— Begin —
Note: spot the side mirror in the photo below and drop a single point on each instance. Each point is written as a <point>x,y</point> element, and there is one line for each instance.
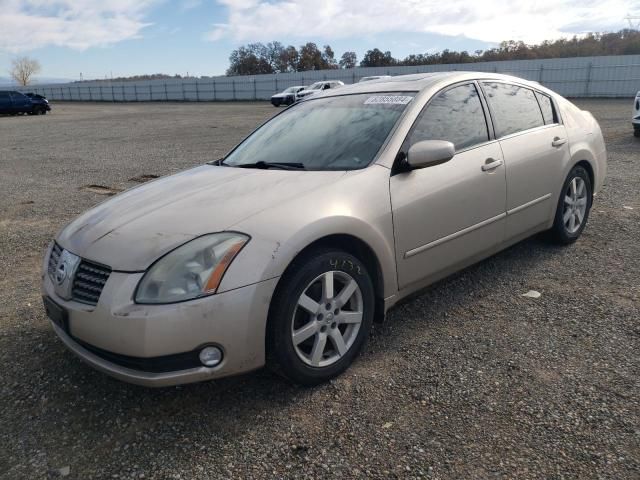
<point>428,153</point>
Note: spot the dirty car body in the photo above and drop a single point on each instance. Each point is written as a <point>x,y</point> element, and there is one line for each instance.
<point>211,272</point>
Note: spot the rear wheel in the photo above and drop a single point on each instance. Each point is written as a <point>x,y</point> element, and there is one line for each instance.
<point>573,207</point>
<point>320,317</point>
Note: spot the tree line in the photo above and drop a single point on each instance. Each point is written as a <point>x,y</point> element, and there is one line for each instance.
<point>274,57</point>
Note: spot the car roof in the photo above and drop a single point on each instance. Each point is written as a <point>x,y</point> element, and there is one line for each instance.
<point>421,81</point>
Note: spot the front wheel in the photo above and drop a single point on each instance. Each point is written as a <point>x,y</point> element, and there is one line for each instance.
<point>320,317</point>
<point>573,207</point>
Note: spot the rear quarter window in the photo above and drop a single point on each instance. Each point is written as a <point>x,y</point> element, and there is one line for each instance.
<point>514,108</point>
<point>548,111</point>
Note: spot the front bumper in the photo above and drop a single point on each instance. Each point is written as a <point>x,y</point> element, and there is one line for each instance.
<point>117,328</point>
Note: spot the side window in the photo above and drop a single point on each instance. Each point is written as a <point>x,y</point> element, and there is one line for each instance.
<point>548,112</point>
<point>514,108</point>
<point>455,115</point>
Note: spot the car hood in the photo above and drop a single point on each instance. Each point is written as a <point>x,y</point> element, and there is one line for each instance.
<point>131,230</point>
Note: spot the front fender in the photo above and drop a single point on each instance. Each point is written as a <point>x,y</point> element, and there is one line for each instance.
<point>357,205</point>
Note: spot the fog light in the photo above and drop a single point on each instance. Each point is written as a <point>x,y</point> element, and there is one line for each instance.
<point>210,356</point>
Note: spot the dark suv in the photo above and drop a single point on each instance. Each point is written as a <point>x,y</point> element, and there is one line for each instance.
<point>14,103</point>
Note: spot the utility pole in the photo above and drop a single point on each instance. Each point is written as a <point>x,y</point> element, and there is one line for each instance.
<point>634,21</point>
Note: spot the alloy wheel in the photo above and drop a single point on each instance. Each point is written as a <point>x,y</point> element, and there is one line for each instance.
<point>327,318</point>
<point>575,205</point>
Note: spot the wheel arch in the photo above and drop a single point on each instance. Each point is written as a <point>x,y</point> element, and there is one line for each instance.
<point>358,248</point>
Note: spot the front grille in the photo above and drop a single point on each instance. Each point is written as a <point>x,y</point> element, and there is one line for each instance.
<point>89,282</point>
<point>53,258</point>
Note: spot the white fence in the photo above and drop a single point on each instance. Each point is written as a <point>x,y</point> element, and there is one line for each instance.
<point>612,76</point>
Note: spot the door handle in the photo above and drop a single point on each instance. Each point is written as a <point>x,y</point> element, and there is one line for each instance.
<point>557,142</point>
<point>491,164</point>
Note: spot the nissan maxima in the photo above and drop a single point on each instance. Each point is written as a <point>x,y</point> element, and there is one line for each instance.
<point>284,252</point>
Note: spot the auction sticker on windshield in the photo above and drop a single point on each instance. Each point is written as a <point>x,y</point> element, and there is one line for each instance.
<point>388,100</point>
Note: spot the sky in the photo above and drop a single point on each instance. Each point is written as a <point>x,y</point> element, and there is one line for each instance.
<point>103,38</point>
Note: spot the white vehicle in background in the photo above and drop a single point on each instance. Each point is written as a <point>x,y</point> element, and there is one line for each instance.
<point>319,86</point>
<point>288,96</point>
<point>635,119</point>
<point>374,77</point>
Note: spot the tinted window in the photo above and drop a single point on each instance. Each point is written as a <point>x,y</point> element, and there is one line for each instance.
— End —
▸ **What you need to do**:
Recast all the items above as a numbered list, one line per entry, leaving out blank lines and the pictures.

▸ **Output**:
1. Note: spot the side mirror in the photo below and drop a single point on each instance. Each point is written as a <point>x,y</point> element, and there is one line for each instance.
2. <point>428,153</point>
3. Note: spot the dirty car body in the photo above and drop a single point on each instance. Each point is written as a <point>x,y</point> element, and there is one line for each instance.
4. <point>211,272</point>
5. Note: spot the rear wheel in the photo above and drop a single point on each instance. Each point is written as a <point>x,y</point> element, and there is one line for each instance.
6. <point>573,207</point>
7. <point>320,317</point>
8. Note: spot the tree line in the photo above and drop a single point on each instance. Each point is written as a <point>x,y</point> element, and there is one line for each instance.
9. <point>274,57</point>
10. Note: spot the car roof in the photo above and drop a single point on each instance. Each point is written as a <point>x,y</point> element, and there is one line for each instance.
11. <point>421,81</point>
12. Note: spot the front wheel in the photo above and drop a single point on each instance. Each point is written as a <point>x,y</point> element, and there is one line for each instance.
13. <point>320,317</point>
14. <point>573,207</point>
15. Note: spot the rear quarter window in the photo above and drop a single point on each instance. Each point is written as a <point>x,y</point> element, and there is one line for each instance.
16. <point>514,108</point>
17. <point>548,111</point>
18. Note: spot the front bumper in the photo above and drop a single point on each instance. Each point is written as a <point>x,y</point> element, and there is one line for each instance.
19. <point>117,328</point>
20. Note: spot the side window in the photo above and drop a single point on each instance. Each point is written as a <point>x,y</point> element, and there is one line for each instance.
21. <point>548,112</point>
22. <point>514,108</point>
23. <point>455,115</point>
24. Note: spot the car hood in the photo above and drop a single point on each instance. Each point is written as a <point>x,y</point> element, and there is one line for each instance.
25. <point>131,230</point>
26. Note: spot the front fender in the photo above and drop a single point on each instance. Each point is written as a <point>x,y</point> element, and there is one line for each instance.
27. <point>357,205</point>
28. Note: spot the fog light in the photo above and drop a single point on each instance. Each point is written as a <point>x,y</point> element, and there is one line for each instance.
29. <point>210,356</point>
30. Note: spot the dark suv in the photo above and drop a single point on each instance. Each point is written as a <point>x,y</point> element, and there is one line for each instance.
31. <point>14,103</point>
32. Note: spot the utility pole in the photo above and drop a single point on each instance. Each point is written as a <point>x,y</point> element, and there is one line for each instance.
33. <point>634,21</point>
34. Note: spot the alloy wheel in the photo above and drop a single point on each instance. Each point is written as a <point>x,y</point> element, and there is one line for each instance.
35. <point>327,318</point>
36. <point>575,205</point>
37. Note: spot the wheel arch in the photo above and drop a single point on each instance. Each point is written as a <point>x,y</point> element, and there is one line for each instance.
38. <point>358,248</point>
39. Note: spot the front grille in the photo above and drop a single point on each instance. Each point is written as a <point>x,y</point> element, and there is one line for each instance.
40. <point>89,282</point>
41. <point>53,258</point>
42. Note: spot the white fence in the photo above and drop a single point on each instance. Each point is written as a <point>x,y</point> element, and there is one line for each instance.
43. <point>612,76</point>
44. Note: spot the door handle in the photo above and drop a single point on each instance. Each point is written as a <point>x,y</point> element, and there is one line for each instance.
45. <point>557,142</point>
46. <point>491,164</point>
47. Note: spot the nissan maxima in the photo above and drop a single point on each instance. Each point is written as a <point>x,y</point> element, and there is one line for each instance.
48. <point>284,252</point>
49. Note: spot the auction sticker on windshield in the photo above and drop a single point on each instance. Each point is written as a <point>x,y</point> element, and there is one line for each instance.
50. <point>388,100</point>
51. Note: spot the sky in the photo above and drop a single point on each instance. Each point is written as a <point>x,y</point> element, and there is one line for each instance.
52. <point>103,38</point>
53. Note: spot the white vehicle in background in the photo above and drop a single point on each instance. Each point is written as a <point>x,y</point> element, and there is one line for each instance.
54. <point>319,86</point>
55. <point>288,96</point>
56. <point>635,119</point>
57. <point>374,77</point>
58. Note: spot the tinted window in the photo above and drop a single point on each instance. Each point is written as a <point>x,y</point> element, and there is one line for each instance.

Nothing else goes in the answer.